++++ 抜粋本文

[お知らせ]


2013年3月11日月曜日

リスクの価値観


リスクに対する価値観を一律に平均化することも多いマスメディアは個人的にはあまり好きではありません。集団心理が拍車をかけ、世の中がリスクへの恐怖とそれを回避する方向へ動いていく。それが結局正しかったのかどうかは後になってみてもよくわからないことも多いと思います。ノロウイルス、インフルエンザ、ロタウイルス、PM2.5 、花粉症…奇妙な商品も続々発売されました。その繰り返しの中で、医療はどう歩んできたか、時折、振り返ってみるのも悪くないと思います。既存の疾患だけではなく、新たに生み出されていく概念にも注目していきたいと思います。ゼロリスクを求める集団心理、時にメディアに促され爆発的に増大したその心理は、ウイルス除去をうたった商品の流通が停止するほど、どこか…に向かって動いていきます。

ゼロリスクを求める人生は不可能だと思います。どんな人生においても、明日は今日よりもあらゆるリスクの発生する確率は上昇します。たとえば加齢そのもの、あるいは交通事故、自然災害。どんな状況でもエントロピー(乱雑さ)は増大していきます。形あるものはいつか壊れる。これが生きるということだと思います。秩序あるものから無秩序なものへ。すなわち熱力学の第一法則に生命というものも逆らうことができない、そんな気がします。でもそんな人生を受け入れて過ごすことに違和感を感じる人は、そう多くはないのです。それはどこかで折り合いをつけてリスクそのものを受け入れているのだからだと思います。

リスク回避を切望し、どんなにリスクを回避する手段に時間を費やしたとしても、それほど費やさなく生きた場合と比べて、最終的なアウトカムに大きな差はないのではないかと最近思います。リスクを回避する手段に関して世の中、情報であふれています。妥当性はともかく、どれもが正解であるように思われる情報に対して、正しい判断なんて多くの場合で不可能です。正しかったかどうかなんて、決断を下す時点では預言者でもない限り、誰にも分からないということだけは、はっきりとわかります。情報量が限りなく増え続ける現代社会において、選択肢が増え続けるということは、正しい判断が益々困難になっていくことを示しています。

++++++++
++++ 提供データ

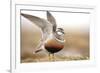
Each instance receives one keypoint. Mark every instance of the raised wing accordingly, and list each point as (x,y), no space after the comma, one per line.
(52,20)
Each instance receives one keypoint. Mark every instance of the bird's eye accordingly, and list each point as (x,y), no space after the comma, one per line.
(59,33)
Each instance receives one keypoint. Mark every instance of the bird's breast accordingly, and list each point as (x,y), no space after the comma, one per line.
(53,46)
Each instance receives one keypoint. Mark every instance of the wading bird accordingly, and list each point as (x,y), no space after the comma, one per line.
(52,37)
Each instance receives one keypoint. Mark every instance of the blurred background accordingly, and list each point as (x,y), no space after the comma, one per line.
(76,26)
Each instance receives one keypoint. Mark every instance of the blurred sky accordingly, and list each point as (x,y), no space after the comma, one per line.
(66,20)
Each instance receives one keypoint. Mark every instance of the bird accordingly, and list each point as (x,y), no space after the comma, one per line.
(52,37)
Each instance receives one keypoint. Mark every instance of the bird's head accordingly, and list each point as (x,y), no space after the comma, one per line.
(59,34)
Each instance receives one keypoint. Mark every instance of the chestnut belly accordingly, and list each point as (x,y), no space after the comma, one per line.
(53,46)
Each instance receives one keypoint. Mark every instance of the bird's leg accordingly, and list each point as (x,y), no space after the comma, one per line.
(51,57)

++++++++

# 課題 1
リスクについての文章では、リスクが増していく人生を受け入れて過ごすことに違和感を感じる人がそう多くないのはなぜだとされているか。一～三文で説明せよ。
# 課題 2
リスクについての文章を、最後の文の後から書き継げ。
データの行は参照しなくてよい。

# 解答欄 1
人々がどこかで折り合いをつけて、リスクそのものを受け入れているからだとされている。

# 解答欄 2
ミスマッチ(ここでは、間違ったかもしれない判断という意味です)を一つの答えとして受け入れていくことも必要だし、人生においてそれは多くの人がしばしば経験しているはずです。後悔という感情もまた人生の旨味ととらえると少し楽になる気がします。全てにおいて、正しい判断に近づくために努力することはとても大事だと思います。ただその結果がどうあれ、それを受け入れながら、受け入れることの困難さと共に歩んでいくことも大切なのかもしれません。リスクのある人生に折り合いをつけて、今ある時間を楽しく過ごすと、ある意味で健康とはここを目指すことなのではないでしょうか。医療が目指す先は、その折り合いの中で人が生きるということの本当の意味を見出すことにあるのではないかと思います。明日になれば、また一つハイリスクになる。それが生きるということです。

リスクの価値観はEvidence-based medicineを実践するうえでとても重要なファクターだととらえています。もしかしたらEBMをも包括する概念の一部に「リスクに対する価値観」と医療というテーマがあるのかもしれません。今の僕には雲の上のような世界ですが、少しずつ坂を登って行こうと思います。